### Available data

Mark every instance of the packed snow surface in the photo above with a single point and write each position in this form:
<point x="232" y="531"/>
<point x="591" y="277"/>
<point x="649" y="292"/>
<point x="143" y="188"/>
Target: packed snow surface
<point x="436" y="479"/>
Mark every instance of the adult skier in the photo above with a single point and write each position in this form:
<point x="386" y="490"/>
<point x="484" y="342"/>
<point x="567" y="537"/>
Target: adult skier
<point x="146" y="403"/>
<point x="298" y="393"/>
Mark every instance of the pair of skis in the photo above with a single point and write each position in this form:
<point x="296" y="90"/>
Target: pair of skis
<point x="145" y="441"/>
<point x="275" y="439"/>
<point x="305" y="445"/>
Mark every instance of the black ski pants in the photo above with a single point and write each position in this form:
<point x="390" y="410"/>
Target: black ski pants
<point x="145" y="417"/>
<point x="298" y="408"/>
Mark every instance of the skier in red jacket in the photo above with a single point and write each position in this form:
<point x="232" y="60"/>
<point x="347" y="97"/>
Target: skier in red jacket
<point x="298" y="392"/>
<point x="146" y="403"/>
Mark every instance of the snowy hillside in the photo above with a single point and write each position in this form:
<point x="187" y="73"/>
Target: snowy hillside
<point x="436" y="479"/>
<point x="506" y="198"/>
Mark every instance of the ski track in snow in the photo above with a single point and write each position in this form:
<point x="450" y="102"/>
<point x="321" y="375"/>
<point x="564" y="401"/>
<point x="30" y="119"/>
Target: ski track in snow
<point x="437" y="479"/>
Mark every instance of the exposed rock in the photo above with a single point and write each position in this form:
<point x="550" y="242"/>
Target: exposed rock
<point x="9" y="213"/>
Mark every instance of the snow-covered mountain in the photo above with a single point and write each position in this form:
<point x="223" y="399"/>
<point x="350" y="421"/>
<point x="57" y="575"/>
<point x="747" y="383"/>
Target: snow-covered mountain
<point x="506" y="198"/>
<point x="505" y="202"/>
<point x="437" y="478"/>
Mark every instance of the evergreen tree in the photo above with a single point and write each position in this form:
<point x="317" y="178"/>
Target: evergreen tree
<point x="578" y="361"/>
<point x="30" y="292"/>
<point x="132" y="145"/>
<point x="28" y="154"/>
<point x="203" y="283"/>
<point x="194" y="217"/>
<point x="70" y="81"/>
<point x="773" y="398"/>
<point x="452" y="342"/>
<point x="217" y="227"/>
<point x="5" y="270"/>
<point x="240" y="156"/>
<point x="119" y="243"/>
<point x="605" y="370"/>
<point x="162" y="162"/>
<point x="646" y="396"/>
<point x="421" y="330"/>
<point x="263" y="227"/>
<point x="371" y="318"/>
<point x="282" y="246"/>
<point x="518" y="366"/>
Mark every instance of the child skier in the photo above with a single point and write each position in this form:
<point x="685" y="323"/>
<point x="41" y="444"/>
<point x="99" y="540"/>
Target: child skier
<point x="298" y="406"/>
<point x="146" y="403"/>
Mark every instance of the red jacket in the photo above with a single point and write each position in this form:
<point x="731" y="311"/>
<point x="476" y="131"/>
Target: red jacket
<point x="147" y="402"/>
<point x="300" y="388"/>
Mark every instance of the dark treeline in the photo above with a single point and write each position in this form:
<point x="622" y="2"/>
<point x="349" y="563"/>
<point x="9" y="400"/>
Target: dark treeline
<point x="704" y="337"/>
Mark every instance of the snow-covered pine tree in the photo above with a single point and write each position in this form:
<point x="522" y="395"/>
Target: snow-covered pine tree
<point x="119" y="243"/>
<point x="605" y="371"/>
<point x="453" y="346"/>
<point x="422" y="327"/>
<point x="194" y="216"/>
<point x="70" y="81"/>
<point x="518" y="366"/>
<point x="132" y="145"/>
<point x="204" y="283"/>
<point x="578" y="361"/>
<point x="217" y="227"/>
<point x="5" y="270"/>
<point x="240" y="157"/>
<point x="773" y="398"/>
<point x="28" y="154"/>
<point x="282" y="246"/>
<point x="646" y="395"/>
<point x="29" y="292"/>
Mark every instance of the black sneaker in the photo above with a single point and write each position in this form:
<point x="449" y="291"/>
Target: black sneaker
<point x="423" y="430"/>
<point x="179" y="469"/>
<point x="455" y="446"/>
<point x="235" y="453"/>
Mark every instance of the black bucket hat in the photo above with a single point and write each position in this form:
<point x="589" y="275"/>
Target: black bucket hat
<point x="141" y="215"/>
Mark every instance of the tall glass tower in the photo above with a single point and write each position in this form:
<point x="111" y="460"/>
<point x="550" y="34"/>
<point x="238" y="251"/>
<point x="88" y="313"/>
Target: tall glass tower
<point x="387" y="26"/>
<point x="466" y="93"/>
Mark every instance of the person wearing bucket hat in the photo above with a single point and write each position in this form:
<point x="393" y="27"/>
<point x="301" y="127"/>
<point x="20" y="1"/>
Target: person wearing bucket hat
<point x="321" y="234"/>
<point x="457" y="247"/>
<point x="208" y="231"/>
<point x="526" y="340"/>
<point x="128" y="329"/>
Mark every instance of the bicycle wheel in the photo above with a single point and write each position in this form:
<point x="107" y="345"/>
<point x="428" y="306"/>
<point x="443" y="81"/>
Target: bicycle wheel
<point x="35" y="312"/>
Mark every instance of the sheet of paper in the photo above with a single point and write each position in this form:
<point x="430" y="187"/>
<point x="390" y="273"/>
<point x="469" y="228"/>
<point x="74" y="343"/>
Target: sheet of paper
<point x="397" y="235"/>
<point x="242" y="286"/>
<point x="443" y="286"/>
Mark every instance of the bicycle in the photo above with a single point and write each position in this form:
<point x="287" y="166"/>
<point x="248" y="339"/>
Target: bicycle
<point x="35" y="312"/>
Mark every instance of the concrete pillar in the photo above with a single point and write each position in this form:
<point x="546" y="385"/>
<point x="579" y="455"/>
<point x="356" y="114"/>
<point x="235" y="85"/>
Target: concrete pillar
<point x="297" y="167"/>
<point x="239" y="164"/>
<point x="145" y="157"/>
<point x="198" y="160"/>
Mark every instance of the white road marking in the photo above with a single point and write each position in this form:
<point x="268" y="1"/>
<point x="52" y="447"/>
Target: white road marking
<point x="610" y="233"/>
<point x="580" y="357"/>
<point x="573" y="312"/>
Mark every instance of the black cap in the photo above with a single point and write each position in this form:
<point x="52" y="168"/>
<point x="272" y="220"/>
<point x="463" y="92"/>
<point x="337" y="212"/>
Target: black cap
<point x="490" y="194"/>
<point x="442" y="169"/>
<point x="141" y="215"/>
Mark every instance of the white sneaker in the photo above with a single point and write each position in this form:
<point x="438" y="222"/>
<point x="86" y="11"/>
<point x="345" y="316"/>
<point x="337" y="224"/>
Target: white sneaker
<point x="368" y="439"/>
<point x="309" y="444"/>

######

▶ **Instructions to follow**
Write all the records out again. Nothing may differ from the original.

▶ **Problem solution**
Mark every instance of the packed snow surface in the photo above with a single point and write each position in this form:
<point x="232" y="531"/>
<point x="591" y="277"/>
<point x="649" y="292"/>
<point x="143" y="188"/>
Target: packed snow surface
<point x="436" y="479"/>
Mark every instance of the adult skier in the photo above with a single point and write each position in this form:
<point x="386" y="490"/>
<point x="484" y="342"/>
<point x="567" y="537"/>
Target: adult skier
<point x="146" y="403"/>
<point x="298" y="393"/>
Mark every instance of the pair of skis in the photo above with a single point and write each position in this form:
<point x="296" y="90"/>
Target: pair of skis
<point x="145" y="441"/>
<point x="275" y="439"/>
<point x="305" y="445"/>
Mark every instance of the black ski pants in the photo above with a single point and write each position in this form:
<point x="390" y="410"/>
Target: black ski pants
<point x="145" y="417"/>
<point x="298" y="408"/>
Mark every instance of the skier in red jacket in the photo above with a single point and write each position in this form:
<point x="232" y="60"/>
<point x="347" y="97"/>
Target: skier in red jacket
<point x="298" y="392"/>
<point x="146" y="403"/>
Mark every instance of the snowy hillside in the photo above with a single point and write each position in this form:
<point x="187" y="73"/>
Target: snowy hillside
<point x="436" y="479"/>
<point x="506" y="198"/>
Mark every instance of the ski track in snow in the photo above with a single point and write each position in this form:
<point x="450" y="102"/>
<point x="321" y="375"/>
<point x="564" y="401"/>
<point x="30" y="119"/>
Target: ski track in snow
<point x="437" y="479"/>
Mark every instance of the exposed rock in the photo above with a single point and write each position in this form:
<point x="550" y="242"/>
Target: exposed rock
<point x="9" y="213"/>
Mark every instance of the snow-covered mountain in the photo above with a single point and write each position in this form:
<point x="223" y="399"/>
<point x="350" y="421"/>
<point x="57" y="575"/>
<point x="747" y="383"/>
Target: snow-covered mountain
<point x="506" y="198"/>
<point x="505" y="202"/>
<point x="437" y="478"/>
Mark every instance of the evergreen tree in the photo above with a single point and write each position in this form:
<point x="317" y="178"/>
Target: evergreen tree
<point x="578" y="361"/>
<point x="30" y="292"/>
<point x="132" y="145"/>
<point x="28" y="154"/>
<point x="203" y="283"/>
<point x="194" y="217"/>
<point x="70" y="81"/>
<point x="773" y="398"/>
<point x="452" y="342"/>
<point x="217" y="227"/>
<point x="5" y="270"/>
<point x="240" y="156"/>
<point x="119" y="243"/>
<point x="605" y="370"/>
<point x="162" y="162"/>
<point x="646" y="396"/>
<point x="421" y="330"/>
<point x="263" y="227"/>
<point x="371" y="318"/>
<point x="282" y="246"/>
<point x="518" y="366"/>
Mark every instance of the child skier in the photo above with a single point and write each position in this form:
<point x="685" y="323"/>
<point x="41" y="444"/>
<point x="99" y="540"/>
Target: child skier
<point x="298" y="406"/>
<point x="146" y="403"/>
Mark every instance of the red jacket in the photo above with a single point and write each position in this form:
<point x="731" y="311"/>
<point x="476" y="131"/>
Target: red jacket
<point x="147" y="402"/>
<point x="300" y="388"/>
Mark every instance of the dark treeline in the photo above with a single point and write each position in this form:
<point x="622" y="2"/>
<point x="349" y="563"/>
<point x="9" y="400"/>
Target: dark treeline
<point x="704" y="337"/>
Mark every instance of the snow-covered pine tree in the photo above with a single point and write each position in this form:
<point x="522" y="395"/>
Target: snow-covered pine tree
<point x="119" y="243"/>
<point x="605" y="371"/>
<point x="453" y="346"/>
<point x="422" y="327"/>
<point x="194" y="216"/>
<point x="70" y="81"/>
<point x="518" y="366"/>
<point x="132" y="145"/>
<point x="204" y="283"/>
<point x="578" y="361"/>
<point x="217" y="227"/>
<point x="5" y="270"/>
<point x="240" y="157"/>
<point x="773" y="398"/>
<point x="28" y="154"/>
<point x="282" y="246"/>
<point x="646" y="395"/>
<point x="29" y="292"/>
Mark every instance of the black sneaker in the photo above with a single point and write each position in this form:
<point x="449" y="291"/>
Target: black sneaker
<point x="423" y="430"/>
<point x="179" y="469"/>
<point x="455" y="446"/>
<point x="235" y="453"/>
Mark every instance of the black bucket hat in the photo above with a single point and write each position in this form:
<point x="589" y="275"/>
Target: black bucket hat
<point x="141" y="215"/>
Mark every instance of the tall glass tower in the photo above with a single point and write each position in this form:
<point x="111" y="460"/>
<point x="550" y="34"/>
<point x="238" y="251"/>
<point x="88" y="313"/>
Target: tall glass tower
<point x="387" y="26"/>
<point x="466" y="93"/>
Mark every instance of the person wearing bucket hat in the photo above with a single point and write each position in this form:
<point x="393" y="27"/>
<point x="301" y="127"/>
<point x="20" y="1"/>
Target: person wearing bucket hat
<point x="321" y="234"/>
<point x="457" y="247"/>
<point x="208" y="231"/>
<point x="526" y="340"/>
<point x="128" y="329"/>
Mark every instance of the bicycle wheel in the photo above with a single point and write each position in this form:
<point x="107" y="345"/>
<point x="428" y="306"/>
<point x="443" y="81"/>
Target: bicycle wheel
<point x="35" y="312"/>
Mark every instance of the sheet of paper in the photo above with a single point and write each position in this form:
<point x="430" y="187"/>
<point x="390" y="273"/>
<point x="469" y="228"/>
<point x="74" y="343"/>
Target: sheet of paper
<point x="397" y="235"/>
<point x="242" y="286"/>
<point x="443" y="286"/>
Mark every instance of the bicycle in the photo above with a single point and write each position in this form:
<point x="287" y="166"/>
<point x="248" y="339"/>
Target: bicycle
<point x="35" y="312"/>
Mark every instance of the concrete pillar in the photo above with a single point and write each position in this form:
<point x="546" y="385"/>
<point x="579" y="455"/>
<point x="356" y="114"/>
<point x="235" y="85"/>
Target: concrete pillar
<point x="297" y="167"/>
<point x="239" y="164"/>
<point x="145" y="157"/>
<point x="198" y="160"/>
Mark every instance of the white road marking in the photo above with a single point and write each position in this form:
<point x="268" y="1"/>
<point x="52" y="447"/>
Target: white road marking
<point x="610" y="233"/>
<point x="580" y="357"/>
<point x="573" y="312"/>
Mark every instance of the black cap in the photo above with a single point and write each position in this form:
<point x="52" y="168"/>
<point x="272" y="220"/>
<point x="463" y="92"/>
<point x="337" y="212"/>
Target: black cap
<point x="490" y="194"/>
<point x="442" y="169"/>
<point x="141" y="215"/>
Mark every instance of the white sneaker in the photo above with a single point and write each position in this form:
<point x="438" y="222"/>
<point x="86" y="11"/>
<point x="345" y="316"/>
<point x="337" y="224"/>
Target: white sneaker
<point x="368" y="439"/>
<point x="309" y="444"/>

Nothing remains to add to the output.